• Source data:
BEGIN

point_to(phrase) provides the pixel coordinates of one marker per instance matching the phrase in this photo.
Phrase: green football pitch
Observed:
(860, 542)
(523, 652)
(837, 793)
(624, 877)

END

• Problem requirements: Set down the whole listing again. Keep every word as it is.

• Answer to this task:
point_to(phrase) provides the pixel coordinates of one marker per instance matching the phrase in this photo.
Phrase: green football pitch
Observed:
(860, 542)
(523, 652)
(837, 793)
(624, 877)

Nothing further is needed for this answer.